WHAT TO WORK ON:
Report how many lines in the items below contain the string "nose", treating case as significant. Give only the number.

>> Begin EXERCISE DATA

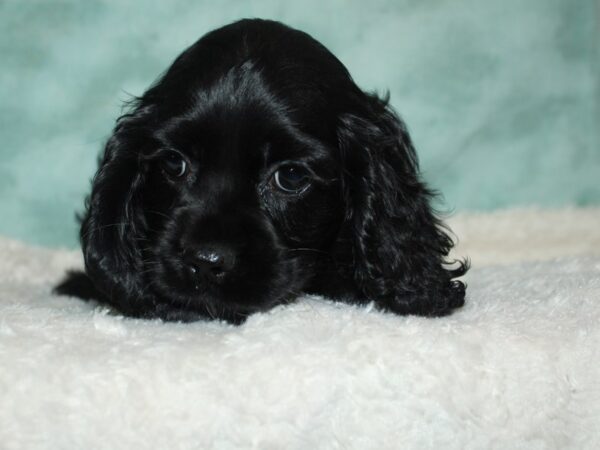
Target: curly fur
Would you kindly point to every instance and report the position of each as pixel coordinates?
(241, 102)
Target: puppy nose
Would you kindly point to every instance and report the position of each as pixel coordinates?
(211, 263)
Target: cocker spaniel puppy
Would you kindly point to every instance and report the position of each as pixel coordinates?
(252, 171)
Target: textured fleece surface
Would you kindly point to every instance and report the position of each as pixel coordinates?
(502, 98)
(517, 367)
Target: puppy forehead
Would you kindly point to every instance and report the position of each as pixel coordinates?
(238, 116)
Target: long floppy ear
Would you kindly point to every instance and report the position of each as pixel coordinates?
(112, 224)
(399, 245)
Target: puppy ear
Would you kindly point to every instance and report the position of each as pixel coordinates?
(112, 222)
(399, 245)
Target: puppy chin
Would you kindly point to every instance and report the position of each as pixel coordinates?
(264, 285)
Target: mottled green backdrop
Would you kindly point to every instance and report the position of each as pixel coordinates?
(501, 97)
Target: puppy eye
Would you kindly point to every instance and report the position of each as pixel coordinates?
(173, 164)
(292, 179)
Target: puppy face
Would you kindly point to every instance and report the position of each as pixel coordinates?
(236, 199)
(254, 170)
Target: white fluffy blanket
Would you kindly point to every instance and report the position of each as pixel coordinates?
(517, 367)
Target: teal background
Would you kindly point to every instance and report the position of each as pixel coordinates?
(501, 97)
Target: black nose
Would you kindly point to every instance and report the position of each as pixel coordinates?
(212, 263)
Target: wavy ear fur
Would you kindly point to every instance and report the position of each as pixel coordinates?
(399, 246)
(111, 223)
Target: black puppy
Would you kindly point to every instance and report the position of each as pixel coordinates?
(254, 170)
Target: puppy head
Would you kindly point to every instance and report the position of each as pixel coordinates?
(254, 170)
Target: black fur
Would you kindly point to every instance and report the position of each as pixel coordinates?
(244, 106)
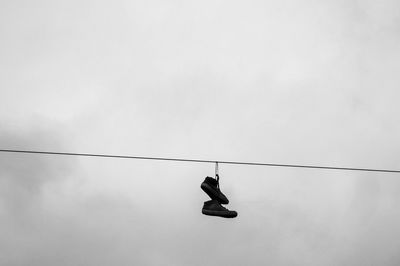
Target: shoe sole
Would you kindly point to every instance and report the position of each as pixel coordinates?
(218, 213)
(212, 193)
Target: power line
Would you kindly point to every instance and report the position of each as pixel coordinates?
(201, 161)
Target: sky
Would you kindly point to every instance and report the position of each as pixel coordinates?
(292, 82)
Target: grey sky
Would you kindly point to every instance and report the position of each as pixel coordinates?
(313, 82)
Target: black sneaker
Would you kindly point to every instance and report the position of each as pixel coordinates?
(210, 186)
(213, 208)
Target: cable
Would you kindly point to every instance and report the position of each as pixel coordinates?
(201, 161)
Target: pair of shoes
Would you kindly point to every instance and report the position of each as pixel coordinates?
(213, 207)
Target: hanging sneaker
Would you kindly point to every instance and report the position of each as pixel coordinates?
(210, 186)
(214, 208)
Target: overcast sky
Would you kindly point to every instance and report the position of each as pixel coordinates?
(295, 82)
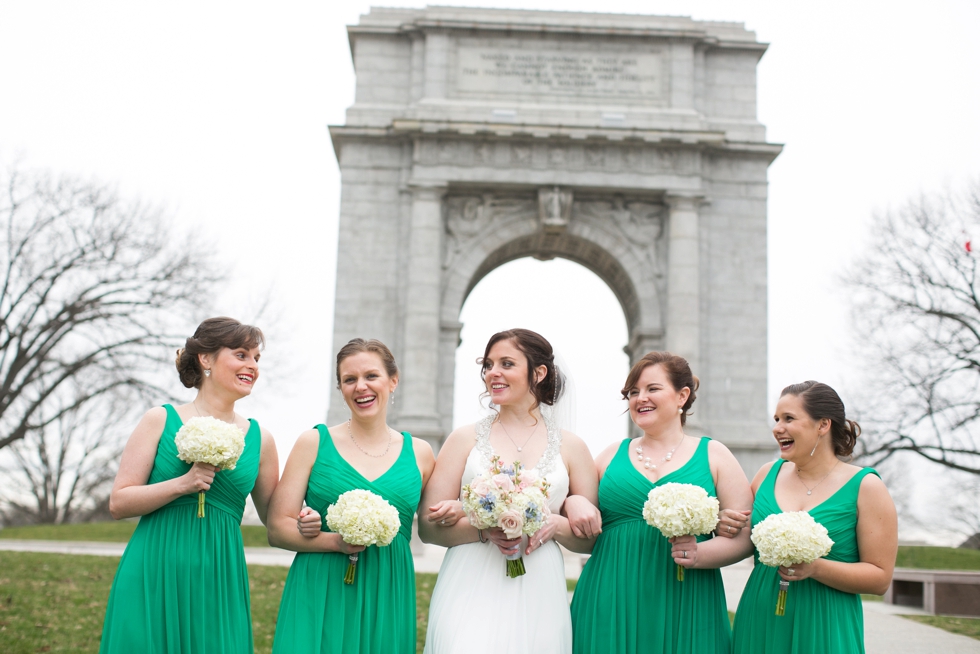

>> End EXERCISE DATA

ANSWER IN FULL:
2